Can you reproduce the listing below word for word, leaving the pictures out?
--- BEGIN Data in this exercise ---
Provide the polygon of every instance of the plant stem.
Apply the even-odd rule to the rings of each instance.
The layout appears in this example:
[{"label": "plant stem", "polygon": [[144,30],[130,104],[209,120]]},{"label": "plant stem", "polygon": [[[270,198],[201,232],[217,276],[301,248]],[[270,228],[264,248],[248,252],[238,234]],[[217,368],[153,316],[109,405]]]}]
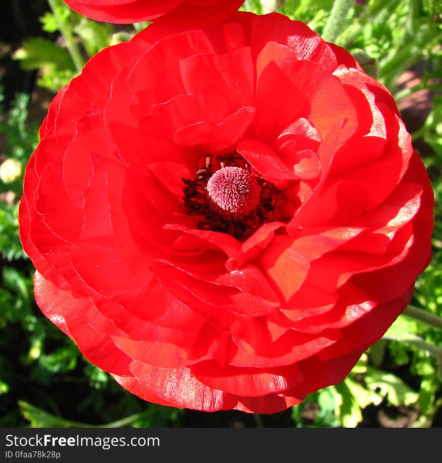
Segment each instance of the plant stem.
[{"label": "plant stem", "polygon": [[409,305],[404,311],[403,314],[406,315],[407,317],[423,322],[424,323],[433,328],[442,330],[442,318],[433,314],[430,314],[426,311],[418,308],[413,305]]},{"label": "plant stem", "polygon": [[61,35],[66,42],[66,46],[72,58],[75,68],[78,72],[81,72],[81,69],[84,65],[84,60],[81,56],[75,40],[72,35],[71,28],[66,26],[60,18],[57,11],[57,4],[55,0],[48,0],[48,3],[52,10],[57,25]]},{"label": "plant stem", "polygon": [[[140,413],[135,413],[134,415],[131,415],[130,416],[127,416],[125,418],[121,420],[118,420],[117,421],[113,421],[112,423],[108,423],[107,424],[102,425],[100,427],[102,428],[123,428],[124,426],[133,423],[137,420],[141,418],[146,412],[141,412]],[[99,426],[98,427],[100,427]]]},{"label": "plant stem", "polygon": [[414,346],[422,350],[426,351],[430,355],[435,357],[439,362],[442,360],[442,349],[424,341],[422,338],[416,336],[415,335],[390,329],[384,335],[382,339],[404,342],[410,346]]},{"label": "plant stem", "polygon": [[347,19],[349,10],[354,3],[354,0],[335,0],[327,24],[322,31],[322,38],[326,42],[336,40]]}]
--- END Data in this exercise ---
### Complete output
Provide the polygon of every instance of the plant stem.
Apply the even-odd rule to the rings of each instance.
The layout appears in this example:
[{"label": "plant stem", "polygon": [[144,30],[130,104],[209,120]]},{"label": "plant stem", "polygon": [[[270,198],[201,232],[217,276],[301,248]],[[270,228],[264,248],[248,252],[238,234]],[[217,368],[153,316],[109,405]]]}]
Segment each instance of the plant stem.
[{"label": "plant stem", "polygon": [[409,305],[404,311],[403,314],[406,315],[407,317],[423,322],[424,323],[433,328],[442,330],[442,318],[433,314],[430,314],[426,311],[418,308],[413,305]]},{"label": "plant stem", "polygon": [[61,35],[66,42],[66,46],[72,58],[75,68],[78,72],[81,72],[81,69],[84,65],[84,60],[81,56],[75,40],[72,35],[71,28],[66,26],[60,18],[57,11],[57,4],[55,0],[48,0],[48,3],[52,10],[57,25]]},{"label": "plant stem", "polygon": [[[140,413],[135,413],[134,415],[131,415],[130,416],[127,416],[125,418],[121,420],[118,420],[117,421],[113,421],[112,423],[108,423],[107,424],[102,425],[100,427],[102,428],[123,428],[124,426],[133,423],[137,420],[141,418],[146,412],[141,412]],[[99,426],[98,427],[100,427]]]},{"label": "plant stem", "polygon": [[414,346],[422,350],[426,351],[430,355],[435,357],[439,362],[442,360],[442,349],[424,341],[422,338],[416,336],[415,335],[390,329],[384,335],[382,339],[404,342],[410,346]]},{"label": "plant stem", "polygon": [[347,19],[349,10],[354,3],[354,0],[335,0],[327,24],[322,31],[322,38],[326,42],[336,40]]}]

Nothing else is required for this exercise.